▶ REQUIRED ACTION:
A verbatim transcript of the data below is required, images omitted.

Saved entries

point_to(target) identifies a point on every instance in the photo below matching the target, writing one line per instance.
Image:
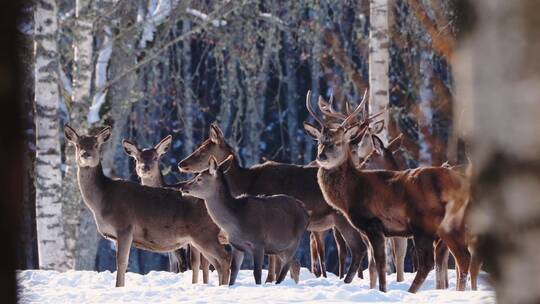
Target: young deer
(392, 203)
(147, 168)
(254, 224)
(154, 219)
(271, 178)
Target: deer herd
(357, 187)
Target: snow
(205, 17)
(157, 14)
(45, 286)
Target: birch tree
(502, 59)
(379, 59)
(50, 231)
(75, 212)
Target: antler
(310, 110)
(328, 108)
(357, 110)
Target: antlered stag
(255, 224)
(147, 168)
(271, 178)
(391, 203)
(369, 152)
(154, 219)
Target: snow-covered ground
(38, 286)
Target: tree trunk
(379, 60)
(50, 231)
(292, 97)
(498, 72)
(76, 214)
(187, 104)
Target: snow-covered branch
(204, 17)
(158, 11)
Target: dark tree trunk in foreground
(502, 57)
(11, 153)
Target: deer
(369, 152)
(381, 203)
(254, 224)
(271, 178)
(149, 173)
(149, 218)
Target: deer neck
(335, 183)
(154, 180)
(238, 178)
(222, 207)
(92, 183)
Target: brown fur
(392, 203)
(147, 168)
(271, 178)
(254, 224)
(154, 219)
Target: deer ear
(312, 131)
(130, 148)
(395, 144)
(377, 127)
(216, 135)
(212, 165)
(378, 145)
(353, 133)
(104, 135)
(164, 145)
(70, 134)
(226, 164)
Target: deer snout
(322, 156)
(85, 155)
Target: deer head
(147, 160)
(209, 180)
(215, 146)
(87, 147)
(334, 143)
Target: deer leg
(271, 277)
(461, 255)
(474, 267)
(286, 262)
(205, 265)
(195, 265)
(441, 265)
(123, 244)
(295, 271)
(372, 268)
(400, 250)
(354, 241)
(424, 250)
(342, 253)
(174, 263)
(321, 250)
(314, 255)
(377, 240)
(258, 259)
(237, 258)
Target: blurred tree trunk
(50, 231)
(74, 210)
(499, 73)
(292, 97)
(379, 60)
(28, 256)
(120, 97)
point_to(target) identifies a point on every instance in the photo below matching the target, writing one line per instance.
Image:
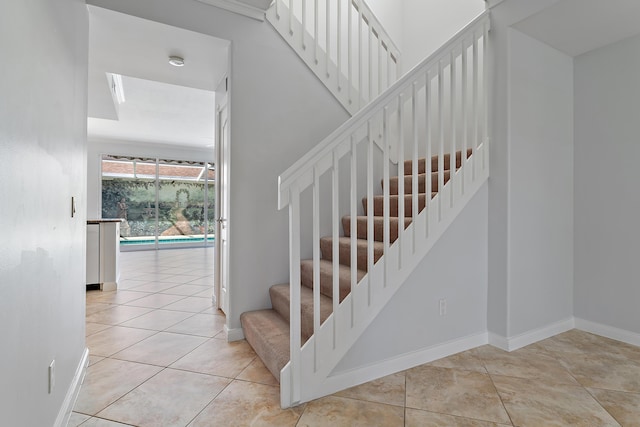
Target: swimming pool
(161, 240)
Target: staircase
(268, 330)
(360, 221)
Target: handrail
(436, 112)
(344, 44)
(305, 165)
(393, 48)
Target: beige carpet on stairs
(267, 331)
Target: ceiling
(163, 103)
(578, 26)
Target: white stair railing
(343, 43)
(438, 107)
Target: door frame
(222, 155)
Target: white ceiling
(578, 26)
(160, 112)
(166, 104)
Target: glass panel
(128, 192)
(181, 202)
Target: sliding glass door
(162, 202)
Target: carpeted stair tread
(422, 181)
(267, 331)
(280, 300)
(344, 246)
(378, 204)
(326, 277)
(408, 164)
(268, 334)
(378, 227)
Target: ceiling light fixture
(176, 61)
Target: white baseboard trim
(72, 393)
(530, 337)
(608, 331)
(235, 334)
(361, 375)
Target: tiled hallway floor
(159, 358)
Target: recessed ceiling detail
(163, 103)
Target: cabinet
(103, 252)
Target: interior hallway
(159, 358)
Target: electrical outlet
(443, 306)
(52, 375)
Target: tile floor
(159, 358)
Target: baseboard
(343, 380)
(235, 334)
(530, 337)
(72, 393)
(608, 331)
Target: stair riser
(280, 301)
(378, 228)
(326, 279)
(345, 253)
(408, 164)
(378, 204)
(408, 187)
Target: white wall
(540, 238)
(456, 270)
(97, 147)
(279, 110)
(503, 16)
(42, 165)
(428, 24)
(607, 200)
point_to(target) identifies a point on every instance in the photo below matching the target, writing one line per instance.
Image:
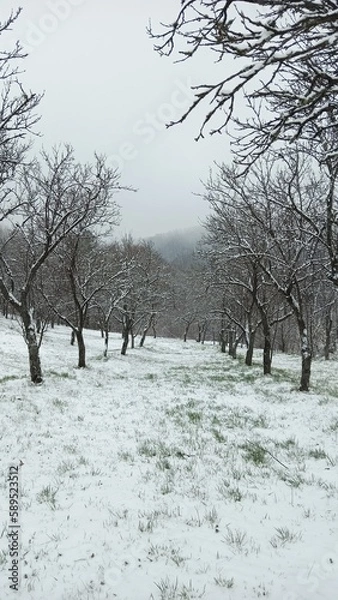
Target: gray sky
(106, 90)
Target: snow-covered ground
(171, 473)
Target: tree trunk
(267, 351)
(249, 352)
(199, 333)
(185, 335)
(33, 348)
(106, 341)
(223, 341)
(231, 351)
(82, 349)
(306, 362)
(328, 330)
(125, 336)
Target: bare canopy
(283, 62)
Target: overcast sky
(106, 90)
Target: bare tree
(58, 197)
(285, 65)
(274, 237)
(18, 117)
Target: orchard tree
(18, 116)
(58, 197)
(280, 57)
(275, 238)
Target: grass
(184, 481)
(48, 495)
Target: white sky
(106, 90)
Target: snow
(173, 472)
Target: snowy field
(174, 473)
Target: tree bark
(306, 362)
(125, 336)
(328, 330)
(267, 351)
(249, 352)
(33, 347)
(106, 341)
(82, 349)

▶ RESPONSE BOX:
point_to(target) identifies a point on every instance in the photo below matching the target, writing one line per instance.
Image:
Target: young deer
(392, 203)
(147, 168)
(254, 224)
(154, 219)
(271, 178)
Target: deer herd
(357, 187)
Target: snow
(205, 17)
(157, 14)
(45, 286)
Target: birch tree
(502, 59)
(379, 59)
(50, 231)
(75, 212)
Target: antler
(310, 110)
(328, 108)
(357, 110)
Target: antlered stag
(255, 224)
(147, 168)
(271, 178)
(391, 203)
(369, 152)
(154, 219)
Target: snow-covered ground
(38, 286)
Target: tree trunk
(379, 60)
(50, 231)
(292, 97)
(498, 72)
(76, 214)
(187, 104)
Target: snow-covered branch
(204, 17)
(158, 11)
Target: dark tree trunk in foreground
(502, 57)
(11, 153)
Target: deer
(369, 152)
(381, 203)
(254, 224)
(271, 178)
(149, 173)
(149, 218)
Target: deer neck
(335, 183)
(154, 180)
(238, 178)
(222, 207)
(92, 183)
Target: brown fur
(392, 203)
(147, 168)
(271, 178)
(254, 224)
(154, 219)
Target: deer ear
(312, 131)
(130, 148)
(395, 144)
(377, 127)
(216, 135)
(212, 165)
(378, 145)
(353, 133)
(104, 135)
(164, 145)
(70, 134)
(226, 164)
Target: deer snout
(322, 156)
(85, 155)
Target: deer head
(147, 160)
(209, 180)
(215, 146)
(87, 147)
(334, 143)
Target: deer leg
(271, 277)
(461, 255)
(474, 267)
(286, 262)
(205, 265)
(195, 265)
(441, 265)
(123, 244)
(295, 271)
(372, 268)
(400, 250)
(354, 241)
(424, 250)
(342, 253)
(174, 263)
(321, 250)
(314, 255)
(377, 240)
(258, 259)
(237, 258)
Target: blurred tree trunk
(50, 231)
(74, 210)
(499, 73)
(292, 97)
(379, 60)
(28, 256)
(120, 97)
point_to(target) identifies a point on every instance in the photo below matching the target, writing one line per instance.
Image:
Target: swimming pool
(161, 240)
Target: staircase
(268, 330)
(360, 221)
Target: handrail
(436, 112)
(344, 44)
(305, 165)
(393, 48)
Target: beige carpet on stairs
(267, 331)
Target: ceiling
(163, 103)
(578, 26)
Target: white stair railing
(343, 43)
(438, 107)
Target: door frame
(222, 155)
Target: white ceiling
(578, 26)
(160, 112)
(166, 104)
Target: glass panel
(128, 192)
(181, 202)
Target: sliding glass door
(162, 202)
Target: carpeted stair tread
(422, 181)
(267, 331)
(280, 300)
(344, 246)
(378, 204)
(326, 277)
(408, 164)
(268, 334)
(378, 227)
Target: ceiling light fixture
(176, 61)
Target: white baseboard trim
(72, 393)
(530, 337)
(608, 331)
(235, 334)
(361, 375)
Target: tiled hallway floor
(159, 358)
Target: recessed ceiling detail
(163, 103)
Target: cabinet
(103, 252)
Target: interior hallway
(159, 358)
Target: electrical outlet
(443, 306)
(52, 375)
Target: tile floor
(159, 358)
Target: baseboard
(343, 380)
(235, 334)
(530, 337)
(72, 393)
(608, 331)
Target: stair riser
(280, 301)
(378, 228)
(326, 279)
(345, 253)
(408, 164)
(378, 204)
(408, 187)
Target: white wall
(540, 238)
(456, 270)
(97, 147)
(279, 110)
(503, 16)
(42, 165)
(428, 24)
(607, 200)
point_to(target) identifies a point on every instance in the photo below matching the target, writing one line per instance.
Image:
Target: gray sky
(106, 90)
Target: snow-covered ground
(171, 473)
Target: tree trunk
(267, 351)
(249, 352)
(199, 333)
(185, 335)
(33, 348)
(106, 341)
(223, 341)
(231, 351)
(82, 349)
(306, 362)
(328, 330)
(125, 336)
Target: bare canopy
(283, 62)
Target: overcast sky
(106, 90)
Target: bare tree
(58, 197)
(285, 65)
(274, 237)
(18, 117)
Target: orchard tree
(18, 116)
(58, 197)
(280, 57)
(275, 238)
Target: grass
(184, 481)
(48, 495)
Target: white sky
(106, 90)
Target: snow
(173, 472)
Target: snowy field
(174, 473)
Target: tree bark
(306, 362)
(125, 336)
(328, 330)
(267, 351)
(249, 352)
(33, 347)
(106, 341)
(82, 349)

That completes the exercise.